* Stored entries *

———

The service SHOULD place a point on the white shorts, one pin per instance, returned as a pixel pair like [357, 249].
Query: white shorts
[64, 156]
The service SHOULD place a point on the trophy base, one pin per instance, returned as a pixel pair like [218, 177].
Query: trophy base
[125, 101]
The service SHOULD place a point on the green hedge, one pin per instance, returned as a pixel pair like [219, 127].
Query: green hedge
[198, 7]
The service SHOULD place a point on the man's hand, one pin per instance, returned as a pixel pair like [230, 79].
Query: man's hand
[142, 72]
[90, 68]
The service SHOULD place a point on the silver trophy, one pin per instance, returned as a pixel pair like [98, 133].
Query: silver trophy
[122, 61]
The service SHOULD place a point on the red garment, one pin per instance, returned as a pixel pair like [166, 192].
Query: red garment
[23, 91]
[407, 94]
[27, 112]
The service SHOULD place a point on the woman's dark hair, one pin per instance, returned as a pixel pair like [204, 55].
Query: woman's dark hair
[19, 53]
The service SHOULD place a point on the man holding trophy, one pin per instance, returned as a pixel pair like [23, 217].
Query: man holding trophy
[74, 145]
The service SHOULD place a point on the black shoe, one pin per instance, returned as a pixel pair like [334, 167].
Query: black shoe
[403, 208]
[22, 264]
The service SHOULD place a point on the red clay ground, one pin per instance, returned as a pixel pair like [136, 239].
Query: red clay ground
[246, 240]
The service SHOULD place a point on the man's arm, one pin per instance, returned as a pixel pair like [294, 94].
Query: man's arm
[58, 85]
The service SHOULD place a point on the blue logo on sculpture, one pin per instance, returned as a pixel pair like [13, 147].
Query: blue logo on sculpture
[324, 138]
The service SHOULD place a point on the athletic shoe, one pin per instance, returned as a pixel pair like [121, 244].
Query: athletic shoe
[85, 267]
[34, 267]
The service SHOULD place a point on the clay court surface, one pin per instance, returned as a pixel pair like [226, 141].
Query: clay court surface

———

* WORK TO COMPLETE *
Say, as a single number, how many lines of the records hold the word "court".

* YOUR SOLUTION *
2